**WHAT NEEDS TO BE DONE:** Give the entries below as a Markdown table with columns Row and Line, starting at the line that contains "Objective — one point per instance of the convertible" and ending after the line that contains "[[405, 226]]". Leave out blank lines.

(Coordinate labeling data)
##############################

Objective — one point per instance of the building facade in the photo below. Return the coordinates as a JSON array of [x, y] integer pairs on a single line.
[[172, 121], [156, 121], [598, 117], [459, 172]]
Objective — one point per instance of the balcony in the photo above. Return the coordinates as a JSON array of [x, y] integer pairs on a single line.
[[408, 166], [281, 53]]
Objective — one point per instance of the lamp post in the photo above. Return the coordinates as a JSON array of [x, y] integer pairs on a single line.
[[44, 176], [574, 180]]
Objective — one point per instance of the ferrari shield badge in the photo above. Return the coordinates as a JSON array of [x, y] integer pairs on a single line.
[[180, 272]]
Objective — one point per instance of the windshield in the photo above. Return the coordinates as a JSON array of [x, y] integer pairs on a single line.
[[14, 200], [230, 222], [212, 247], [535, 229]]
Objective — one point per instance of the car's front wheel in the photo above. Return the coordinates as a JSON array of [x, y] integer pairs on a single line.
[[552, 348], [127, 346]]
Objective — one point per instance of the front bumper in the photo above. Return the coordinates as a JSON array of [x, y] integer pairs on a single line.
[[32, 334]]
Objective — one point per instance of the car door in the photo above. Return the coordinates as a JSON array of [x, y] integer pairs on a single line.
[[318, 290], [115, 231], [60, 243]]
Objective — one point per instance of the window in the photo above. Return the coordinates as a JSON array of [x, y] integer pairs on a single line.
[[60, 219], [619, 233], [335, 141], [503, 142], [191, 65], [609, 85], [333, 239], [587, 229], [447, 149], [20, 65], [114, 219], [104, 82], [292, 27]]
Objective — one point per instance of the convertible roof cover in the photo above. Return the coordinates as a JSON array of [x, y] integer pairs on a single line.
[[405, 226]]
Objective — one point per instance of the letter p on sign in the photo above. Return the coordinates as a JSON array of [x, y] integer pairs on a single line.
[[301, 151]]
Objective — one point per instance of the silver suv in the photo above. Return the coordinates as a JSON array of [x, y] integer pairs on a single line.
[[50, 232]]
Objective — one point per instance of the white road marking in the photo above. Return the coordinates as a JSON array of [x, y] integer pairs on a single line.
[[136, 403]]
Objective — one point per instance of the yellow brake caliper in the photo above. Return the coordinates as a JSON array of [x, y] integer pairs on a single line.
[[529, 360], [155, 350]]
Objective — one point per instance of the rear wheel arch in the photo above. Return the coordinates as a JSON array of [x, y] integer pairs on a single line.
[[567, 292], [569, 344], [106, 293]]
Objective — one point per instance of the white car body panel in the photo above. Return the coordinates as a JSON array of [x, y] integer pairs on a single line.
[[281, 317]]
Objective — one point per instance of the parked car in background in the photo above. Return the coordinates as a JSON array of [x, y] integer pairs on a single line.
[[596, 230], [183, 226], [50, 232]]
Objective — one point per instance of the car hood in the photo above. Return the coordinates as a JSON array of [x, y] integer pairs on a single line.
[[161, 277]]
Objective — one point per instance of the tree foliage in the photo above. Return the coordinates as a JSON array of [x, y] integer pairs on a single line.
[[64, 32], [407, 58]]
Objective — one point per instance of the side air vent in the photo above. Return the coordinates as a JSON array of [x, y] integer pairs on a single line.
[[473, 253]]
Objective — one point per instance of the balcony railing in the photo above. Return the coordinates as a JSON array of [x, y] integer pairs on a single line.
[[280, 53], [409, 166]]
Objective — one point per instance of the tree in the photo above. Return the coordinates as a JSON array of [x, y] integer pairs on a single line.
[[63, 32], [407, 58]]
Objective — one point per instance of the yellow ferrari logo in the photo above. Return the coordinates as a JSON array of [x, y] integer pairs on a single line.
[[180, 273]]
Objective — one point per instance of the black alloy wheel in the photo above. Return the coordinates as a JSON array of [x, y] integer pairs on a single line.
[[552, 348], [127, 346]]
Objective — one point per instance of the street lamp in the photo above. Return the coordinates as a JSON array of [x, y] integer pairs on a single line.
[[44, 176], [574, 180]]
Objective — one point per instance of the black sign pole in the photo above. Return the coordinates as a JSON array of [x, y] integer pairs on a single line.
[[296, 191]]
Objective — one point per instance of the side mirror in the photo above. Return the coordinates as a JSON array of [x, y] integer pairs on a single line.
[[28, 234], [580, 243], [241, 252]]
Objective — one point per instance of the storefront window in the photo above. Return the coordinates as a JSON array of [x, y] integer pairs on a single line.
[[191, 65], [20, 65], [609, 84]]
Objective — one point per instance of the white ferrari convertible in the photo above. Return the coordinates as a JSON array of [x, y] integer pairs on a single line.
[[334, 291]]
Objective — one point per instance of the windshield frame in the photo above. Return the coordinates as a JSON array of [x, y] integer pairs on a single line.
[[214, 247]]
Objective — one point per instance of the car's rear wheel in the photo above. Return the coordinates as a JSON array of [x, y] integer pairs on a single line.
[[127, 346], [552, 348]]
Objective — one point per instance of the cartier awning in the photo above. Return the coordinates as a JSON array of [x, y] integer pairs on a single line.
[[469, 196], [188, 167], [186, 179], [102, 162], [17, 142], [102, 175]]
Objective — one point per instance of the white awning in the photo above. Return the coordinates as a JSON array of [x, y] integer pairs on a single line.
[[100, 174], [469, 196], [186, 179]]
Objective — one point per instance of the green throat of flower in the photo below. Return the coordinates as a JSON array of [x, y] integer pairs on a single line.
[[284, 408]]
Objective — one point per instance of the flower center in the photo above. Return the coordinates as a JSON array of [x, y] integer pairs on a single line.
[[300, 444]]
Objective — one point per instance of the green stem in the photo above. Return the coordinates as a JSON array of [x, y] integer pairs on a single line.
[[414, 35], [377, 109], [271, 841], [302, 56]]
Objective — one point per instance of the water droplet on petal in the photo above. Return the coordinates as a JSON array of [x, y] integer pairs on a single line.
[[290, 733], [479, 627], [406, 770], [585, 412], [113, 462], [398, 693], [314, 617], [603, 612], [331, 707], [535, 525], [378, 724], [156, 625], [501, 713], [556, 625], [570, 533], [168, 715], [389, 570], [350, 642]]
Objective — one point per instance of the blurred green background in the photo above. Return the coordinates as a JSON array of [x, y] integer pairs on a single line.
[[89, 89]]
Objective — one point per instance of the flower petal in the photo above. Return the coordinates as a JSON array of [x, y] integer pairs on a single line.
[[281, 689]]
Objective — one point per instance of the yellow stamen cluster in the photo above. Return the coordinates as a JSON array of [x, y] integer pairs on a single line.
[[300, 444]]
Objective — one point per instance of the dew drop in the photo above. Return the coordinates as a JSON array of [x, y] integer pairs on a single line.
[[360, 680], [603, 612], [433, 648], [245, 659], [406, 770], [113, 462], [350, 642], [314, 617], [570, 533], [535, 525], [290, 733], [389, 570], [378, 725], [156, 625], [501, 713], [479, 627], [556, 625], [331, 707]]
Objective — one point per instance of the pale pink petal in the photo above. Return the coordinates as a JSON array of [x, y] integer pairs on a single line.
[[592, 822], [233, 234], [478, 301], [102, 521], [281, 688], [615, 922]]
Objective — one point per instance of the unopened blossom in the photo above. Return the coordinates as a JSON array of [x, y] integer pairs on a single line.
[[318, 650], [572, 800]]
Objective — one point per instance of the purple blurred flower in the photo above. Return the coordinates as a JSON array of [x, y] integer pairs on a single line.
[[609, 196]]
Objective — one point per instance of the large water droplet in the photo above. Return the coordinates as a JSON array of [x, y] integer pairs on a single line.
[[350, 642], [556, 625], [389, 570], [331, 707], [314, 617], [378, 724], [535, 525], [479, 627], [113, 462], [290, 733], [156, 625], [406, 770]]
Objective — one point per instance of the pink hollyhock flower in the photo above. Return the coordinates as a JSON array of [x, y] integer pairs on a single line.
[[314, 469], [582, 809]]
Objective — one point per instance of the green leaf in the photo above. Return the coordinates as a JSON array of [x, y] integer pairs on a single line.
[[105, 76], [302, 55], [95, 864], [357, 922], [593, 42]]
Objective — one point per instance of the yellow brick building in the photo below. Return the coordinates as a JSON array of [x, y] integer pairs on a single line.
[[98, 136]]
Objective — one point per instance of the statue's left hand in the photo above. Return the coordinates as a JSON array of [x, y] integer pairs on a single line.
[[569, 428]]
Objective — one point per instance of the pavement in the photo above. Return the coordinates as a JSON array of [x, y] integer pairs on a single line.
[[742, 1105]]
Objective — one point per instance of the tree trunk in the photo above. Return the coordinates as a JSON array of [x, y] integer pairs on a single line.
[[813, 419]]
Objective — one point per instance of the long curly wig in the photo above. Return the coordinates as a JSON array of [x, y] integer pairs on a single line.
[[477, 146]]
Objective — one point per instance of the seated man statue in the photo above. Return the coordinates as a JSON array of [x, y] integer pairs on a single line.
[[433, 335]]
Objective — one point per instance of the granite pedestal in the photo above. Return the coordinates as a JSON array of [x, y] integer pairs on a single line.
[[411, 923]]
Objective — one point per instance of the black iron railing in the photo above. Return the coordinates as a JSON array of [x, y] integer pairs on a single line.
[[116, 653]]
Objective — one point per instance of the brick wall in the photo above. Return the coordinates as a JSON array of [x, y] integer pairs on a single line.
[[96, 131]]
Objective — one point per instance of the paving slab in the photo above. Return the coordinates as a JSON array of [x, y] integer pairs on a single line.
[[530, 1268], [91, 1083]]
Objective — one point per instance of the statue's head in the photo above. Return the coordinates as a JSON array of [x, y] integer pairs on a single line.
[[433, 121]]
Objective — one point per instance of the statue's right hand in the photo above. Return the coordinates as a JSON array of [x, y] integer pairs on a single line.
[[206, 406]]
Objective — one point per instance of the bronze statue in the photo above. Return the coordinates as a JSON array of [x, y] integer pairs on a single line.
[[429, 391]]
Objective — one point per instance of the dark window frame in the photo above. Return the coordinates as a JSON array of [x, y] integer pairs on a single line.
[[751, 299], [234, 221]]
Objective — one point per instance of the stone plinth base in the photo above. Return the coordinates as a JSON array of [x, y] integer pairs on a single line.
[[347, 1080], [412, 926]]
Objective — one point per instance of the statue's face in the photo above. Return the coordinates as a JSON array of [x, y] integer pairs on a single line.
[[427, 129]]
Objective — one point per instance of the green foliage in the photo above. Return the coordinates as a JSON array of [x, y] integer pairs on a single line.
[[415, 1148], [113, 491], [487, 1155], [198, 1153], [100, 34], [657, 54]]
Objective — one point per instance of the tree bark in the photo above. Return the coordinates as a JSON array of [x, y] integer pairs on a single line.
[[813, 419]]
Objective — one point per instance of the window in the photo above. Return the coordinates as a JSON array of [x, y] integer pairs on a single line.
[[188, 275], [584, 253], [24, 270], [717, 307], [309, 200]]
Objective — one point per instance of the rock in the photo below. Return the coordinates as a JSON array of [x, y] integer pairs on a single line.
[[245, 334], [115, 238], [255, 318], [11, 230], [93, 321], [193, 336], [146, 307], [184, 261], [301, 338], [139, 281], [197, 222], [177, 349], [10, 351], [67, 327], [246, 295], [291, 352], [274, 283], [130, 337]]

##############################

**THE OUTPUT:**
| Row | Line |
|---|---|
| 1 | Objective — one point per instance of the convertible roof cover in the photo above. Return the coordinates as a JSON array of [x, y] integer pairs on a single line. |
| 2 | [[405, 226]] |